_Stated task_
Reproduce the passage of the post comparing Deadwood with Life on Mars, starting with "Anyway, my case" and going on through "comes up trumps).".

_Excerpt to read_
※

Amid the discussion of the US remake (and yes, I agree with the moderators that such discussion should be gently shifted over to
lom_usa now), it occasionally drifts through my head that the remake isn't really necessary. Because the US has already had
Deadwood.
I don't know how many people will have seen Deadwood, as I'm not sure how widespread HBO coverage is in the US, and though it was shown on cable/satellite TV here I'm doubtful about whether it will ever reach terrestrial, because the first thing anyone mentions about it is that every other word is an obscenity (and then they get on to the graphic violence and sex). Despite which I'd argue that the glory of Deadwood is the soaring eloquence of the script, which at times feels like Shakespearean blank verse.
Anyway, my case for Deadwood as Life on Mars. OK, Deadwood was set 97 years earlier in a gold-rush town in Dakota, and there wasn't any time travel (well, not in the three series we saw; maybe it was going to be a surprise twist in the fourth season which the bastards cancelled).
But consider.
Seth Bullock, an upright ex-sheriff, arrives in the town of Deadwood (usually referred to as "the camp", which is what it was before they started building houses). He discovers that the camp is mostly controlled by the foul-mouthed Al Swearengen, whose principal henchmen are Dan Dority (at first sight a thug, though he turns out to be a rather interesting thug, and totally devoted to Al), and Johnny (an amiable type who generally appears rather dim but occasionally comes up trumps).

※

_Data excerpts_
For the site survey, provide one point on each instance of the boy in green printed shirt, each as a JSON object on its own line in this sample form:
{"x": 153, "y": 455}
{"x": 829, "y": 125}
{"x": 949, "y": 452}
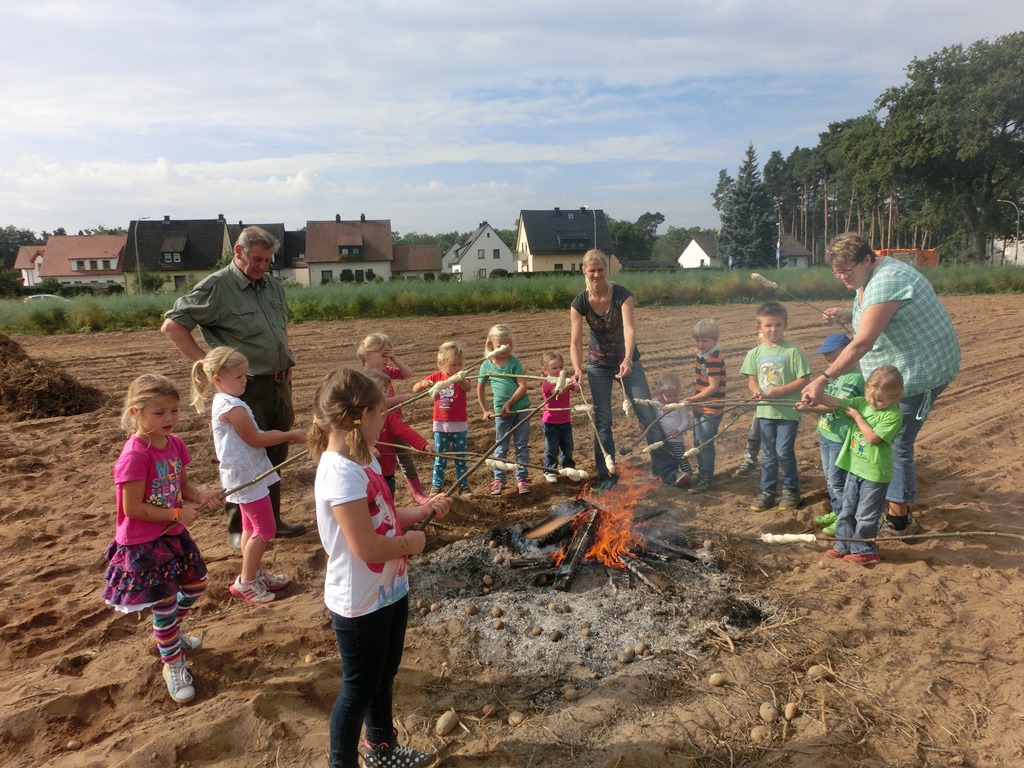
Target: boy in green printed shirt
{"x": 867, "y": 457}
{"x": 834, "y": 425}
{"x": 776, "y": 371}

※

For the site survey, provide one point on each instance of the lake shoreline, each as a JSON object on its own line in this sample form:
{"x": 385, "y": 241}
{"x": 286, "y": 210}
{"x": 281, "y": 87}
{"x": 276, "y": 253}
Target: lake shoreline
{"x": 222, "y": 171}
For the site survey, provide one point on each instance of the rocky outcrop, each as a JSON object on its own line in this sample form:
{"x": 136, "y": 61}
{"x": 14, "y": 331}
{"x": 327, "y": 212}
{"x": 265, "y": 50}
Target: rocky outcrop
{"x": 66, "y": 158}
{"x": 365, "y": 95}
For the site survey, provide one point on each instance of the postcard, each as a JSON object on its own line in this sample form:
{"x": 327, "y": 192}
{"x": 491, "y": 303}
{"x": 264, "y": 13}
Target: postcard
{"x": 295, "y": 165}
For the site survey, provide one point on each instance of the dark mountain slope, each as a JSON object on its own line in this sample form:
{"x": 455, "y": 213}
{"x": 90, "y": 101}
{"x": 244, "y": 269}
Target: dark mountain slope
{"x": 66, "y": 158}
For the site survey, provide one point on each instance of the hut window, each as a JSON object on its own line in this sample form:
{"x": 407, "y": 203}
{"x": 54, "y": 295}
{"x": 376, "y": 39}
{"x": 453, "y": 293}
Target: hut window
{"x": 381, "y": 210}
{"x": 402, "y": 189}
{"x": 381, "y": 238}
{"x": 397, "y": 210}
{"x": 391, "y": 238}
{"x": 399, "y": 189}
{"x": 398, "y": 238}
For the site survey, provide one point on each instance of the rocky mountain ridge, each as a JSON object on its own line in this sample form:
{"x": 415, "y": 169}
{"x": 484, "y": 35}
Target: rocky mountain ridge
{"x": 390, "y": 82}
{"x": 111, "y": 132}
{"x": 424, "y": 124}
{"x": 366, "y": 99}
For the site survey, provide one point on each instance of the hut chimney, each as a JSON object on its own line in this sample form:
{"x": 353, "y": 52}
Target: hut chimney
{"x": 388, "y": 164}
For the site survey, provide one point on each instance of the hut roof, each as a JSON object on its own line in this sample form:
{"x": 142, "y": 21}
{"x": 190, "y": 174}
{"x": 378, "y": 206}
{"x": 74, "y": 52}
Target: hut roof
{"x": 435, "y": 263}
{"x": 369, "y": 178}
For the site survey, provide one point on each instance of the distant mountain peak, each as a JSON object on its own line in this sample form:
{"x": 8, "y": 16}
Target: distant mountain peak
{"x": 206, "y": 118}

※

_Finished task_
Anyway, my case for Deadwood as Life on Mars. OK, Deadwood was set 97 years earlier in a gold-rush town in Dakota, and there wasn't any time travel (well, not in the three series we saw; maybe it was going to be a surprise twist in the fourth season which the bastards cancelled).
But consider.
Seth Bullock, an upright ex-sheriff, arrives in the town of Deadwood (usually referred to as "the camp", which is what it was before they started building houses). He discovers that the camp is mostly controlled by the foul-mouthed Al Swearengen, whose principal henchmen are Dan Dority (at first sight a thug, though he turns out to be a rather interesting thug, and totally devoted to Al), and Johnny (an amiable type who generally appears rather dim but occasionally comes up trumps).